● **Instructions for the task**: Count the lines of the data below that contain the string "sailboat", matching case exactly, and reply with the number alone.

● **Data for this exercise**:

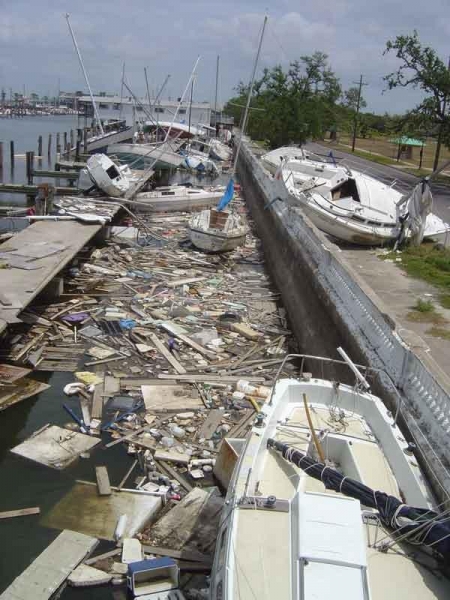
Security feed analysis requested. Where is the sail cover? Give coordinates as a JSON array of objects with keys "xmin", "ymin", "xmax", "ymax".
[{"xmin": 267, "ymin": 439, "xmax": 450, "ymax": 562}]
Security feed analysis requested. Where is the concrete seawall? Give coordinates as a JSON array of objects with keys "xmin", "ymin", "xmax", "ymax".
[{"xmin": 238, "ymin": 139, "xmax": 450, "ymax": 501}]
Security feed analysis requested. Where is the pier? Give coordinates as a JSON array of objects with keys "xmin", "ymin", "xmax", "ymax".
[{"xmin": 0, "ymin": 214, "xmax": 118, "ymax": 334}]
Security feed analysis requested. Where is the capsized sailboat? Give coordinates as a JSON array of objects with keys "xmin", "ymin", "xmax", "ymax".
[
  {"xmin": 210, "ymin": 353, "xmax": 450, "ymax": 600},
  {"xmin": 280, "ymin": 149, "xmax": 449, "ymax": 246}
]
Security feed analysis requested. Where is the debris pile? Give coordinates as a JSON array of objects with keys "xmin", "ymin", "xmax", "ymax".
[{"xmin": 0, "ymin": 196, "xmax": 294, "ymax": 598}]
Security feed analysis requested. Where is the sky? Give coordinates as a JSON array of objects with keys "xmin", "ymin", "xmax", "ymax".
[{"xmin": 0, "ymin": 0, "xmax": 450, "ymax": 113}]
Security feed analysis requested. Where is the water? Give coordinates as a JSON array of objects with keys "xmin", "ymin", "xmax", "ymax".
[{"xmin": 0, "ymin": 115, "xmax": 84, "ymax": 206}]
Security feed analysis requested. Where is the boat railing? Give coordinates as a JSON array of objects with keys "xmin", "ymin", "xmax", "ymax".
[{"xmin": 268, "ymin": 347, "xmax": 402, "ymax": 426}]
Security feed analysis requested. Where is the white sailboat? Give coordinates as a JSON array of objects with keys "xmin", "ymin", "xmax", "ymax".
[
  {"xmin": 210, "ymin": 353, "xmax": 450, "ymax": 600},
  {"xmin": 280, "ymin": 148, "xmax": 449, "ymax": 246},
  {"xmin": 188, "ymin": 17, "xmax": 267, "ymax": 252},
  {"xmin": 130, "ymin": 185, "xmax": 229, "ymax": 212}
]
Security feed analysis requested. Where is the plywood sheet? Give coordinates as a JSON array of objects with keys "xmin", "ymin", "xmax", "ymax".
[
  {"xmin": 141, "ymin": 385, "xmax": 203, "ymax": 410},
  {"xmin": 11, "ymin": 425, "xmax": 101, "ymax": 472}
]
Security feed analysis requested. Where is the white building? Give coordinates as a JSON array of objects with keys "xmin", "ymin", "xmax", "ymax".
[{"xmin": 78, "ymin": 96, "xmax": 211, "ymax": 126}]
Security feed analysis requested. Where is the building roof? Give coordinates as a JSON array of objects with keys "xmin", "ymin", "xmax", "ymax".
[
  {"xmin": 389, "ymin": 135, "xmax": 426, "ymax": 146},
  {"xmin": 78, "ymin": 96, "xmax": 211, "ymax": 109}
]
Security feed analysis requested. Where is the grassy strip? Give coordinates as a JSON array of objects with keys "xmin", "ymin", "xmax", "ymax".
[{"xmin": 381, "ymin": 242, "xmax": 450, "ymax": 312}]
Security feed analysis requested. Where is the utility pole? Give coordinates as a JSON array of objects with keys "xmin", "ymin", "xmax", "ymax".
[
  {"xmin": 433, "ymin": 57, "xmax": 450, "ymax": 171},
  {"xmin": 352, "ymin": 75, "xmax": 368, "ymax": 152}
]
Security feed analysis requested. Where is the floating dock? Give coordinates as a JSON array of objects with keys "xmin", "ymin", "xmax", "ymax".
[
  {"xmin": 0, "ymin": 529, "xmax": 98, "ymax": 600},
  {"xmin": 0, "ymin": 221, "xmax": 116, "ymax": 334}
]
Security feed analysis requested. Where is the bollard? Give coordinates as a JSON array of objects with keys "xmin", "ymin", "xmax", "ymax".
[{"xmin": 25, "ymin": 152, "xmax": 34, "ymax": 185}]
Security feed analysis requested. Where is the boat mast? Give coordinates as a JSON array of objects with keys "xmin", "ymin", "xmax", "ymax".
[
  {"xmin": 66, "ymin": 13, "xmax": 105, "ymax": 135},
  {"xmin": 214, "ymin": 55, "xmax": 220, "ymax": 137},
  {"xmin": 188, "ymin": 77, "xmax": 195, "ymax": 137},
  {"xmin": 119, "ymin": 63, "xmax": 125, "ymax": 119},
  {"xmin": 163, "ymin": 56, "xmax": 200, "ymax": 142},
  {"xmin": 232, "ymin": 15, "xmax": 267, "ymax": 177}
]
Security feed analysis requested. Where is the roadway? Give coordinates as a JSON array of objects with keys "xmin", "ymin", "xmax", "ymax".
[{"xmin": 305, "ymin": 142, "xmax": 450, "ymax": 223}]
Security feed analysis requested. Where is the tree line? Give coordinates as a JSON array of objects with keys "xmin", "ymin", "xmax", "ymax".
[{"xmin": 224, "ymin": 31, "xmax": 450, "ymax": 168}]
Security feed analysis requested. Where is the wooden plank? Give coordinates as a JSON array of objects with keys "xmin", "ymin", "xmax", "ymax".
[
  {"xmin": 0, "ymin": 529, "xmax": 98, "ymax": 600},
  {"xmin": 150, "ymin": 333, "xmax": 187, "ymax": 374},
  {"xmin": 0, "ymin": 506, "xmax": 41, "ymax": 519},
  {"xmin": 161, "ymin": 321, "xmax": 216, "ymax": 360},
  {"xmin": 91, "ymin": 383, "xmax": 103, "ymax": 419},
  {"xmin": 105, "ymin": 423, "xmax": 150, "ymax": 448},
  {"xmin": 158, "ymin": 373, "xmax": 266, "ymax": 383},
  {"xmin": 197, "ymin": 408, "xmax": 224, "ymax": 440},
  {"xmin": 117, "ymin": 459, "xmax": 139, "ymax": 492},
  {"xmin": 157, "ymin": 460, "xmax": 194, "ymax": 492},
  {"xmin": 142, "ymin": 544, "xmax": 213, "ymax": 565},
  {"xmin": 154, "ymin": 450, "xmax": 191, "ymax": 465},
  {"xmin": 95, "ymin": 466, "xmax": 111, "ymax": 496},
  {"xmin": 84, "ymin": 548, "xmax": 122, "ymax": 565}
]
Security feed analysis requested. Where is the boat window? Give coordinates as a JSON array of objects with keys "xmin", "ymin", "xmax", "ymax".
[
  {"xmin": 106, "ymin": 165, "xmax": 120, "ymax": 179},
  {"xmin": 331, "ymin": 177, "xmax": 361, "ymax": 202}
]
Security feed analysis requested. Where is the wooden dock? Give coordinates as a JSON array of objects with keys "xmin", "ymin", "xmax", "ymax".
[
  {"xmin": 0, "ymin": 529, "xmax": 98, "ymax": 600},
  {"xmin": 0, "ymin": 221, "xmax": 116, "ymax": 333}
]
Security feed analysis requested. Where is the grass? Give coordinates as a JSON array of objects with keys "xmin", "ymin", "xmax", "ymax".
[
  {"xmin": 382, "ymin": 242, "xmax": 450, "ymax": 290},
  {"xmin": 414, "ymin": 298, "xmax": 434, "ymax": 313}
]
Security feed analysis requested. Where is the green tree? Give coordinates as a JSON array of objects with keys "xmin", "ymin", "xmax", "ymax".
[
  {"xmin": 225, "ymin": 52, "xmax": 341, "ymax": 147},
  {"xmin": 384, "ymin": 30, "xmax": 450, "ymax": 169}
]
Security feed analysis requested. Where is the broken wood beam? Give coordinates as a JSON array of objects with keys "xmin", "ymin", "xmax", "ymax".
[{"xmin": 95, "ymin": 466, "xmax": 111, "ymax": 496}]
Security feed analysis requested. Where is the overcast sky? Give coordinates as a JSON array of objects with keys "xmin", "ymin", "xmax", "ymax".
[{"xmin": 0, "ymin": 0, "xmax": 450, "ymax": 112}]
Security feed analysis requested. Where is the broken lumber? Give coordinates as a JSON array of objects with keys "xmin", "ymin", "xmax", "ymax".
[{"xmin": 0, "ymin": 506, "xmax": 41, "ymax": 519}]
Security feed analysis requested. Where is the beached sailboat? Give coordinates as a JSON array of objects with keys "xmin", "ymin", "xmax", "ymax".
[
  {"xmin": 189, "ymin": 207, "xmax": 248, "ymax": 252},
  {"xmin": 86, "ymin": 154, "xmax": 136, "ymax": 198},
  {"xmin": 280, "ymin": 148, "xmax": 449, "ymax": 246},
  {"xmin": 130, "ymin": 185, "xmax": 229, "ymax": 212},
  {"xmin": 210, "ymin": 353, "xmax": 450, "ymax": 600}
]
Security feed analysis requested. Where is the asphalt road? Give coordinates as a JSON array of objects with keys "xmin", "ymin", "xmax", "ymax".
[{"xmin": 305, "ymin": 142, "xmax": 450, "ymax": 223}]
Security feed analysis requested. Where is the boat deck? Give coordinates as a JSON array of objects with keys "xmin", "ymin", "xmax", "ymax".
[{"xmin": 227, "ymin": 380, "xmax": 450, "ymax": 600}]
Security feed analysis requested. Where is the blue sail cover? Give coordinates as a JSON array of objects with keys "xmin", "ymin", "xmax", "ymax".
[{"xmin": 217, "ymin": 178, "xmax": 234, "ymax": 210}]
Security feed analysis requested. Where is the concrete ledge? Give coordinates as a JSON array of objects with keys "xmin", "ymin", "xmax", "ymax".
[{"xmin": 238, "ymin": 146, "xmax": 450, "ymax": 501}]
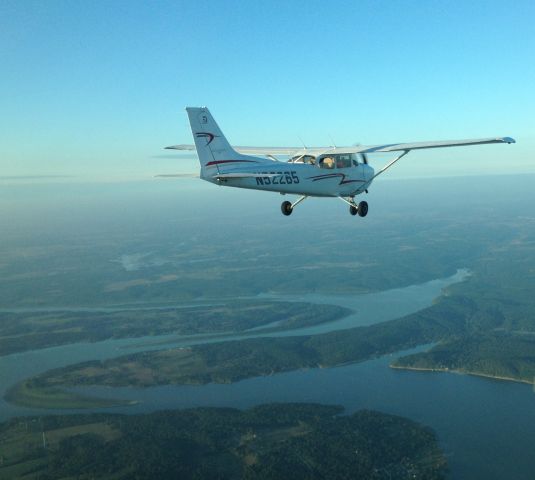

● **Reply**: 3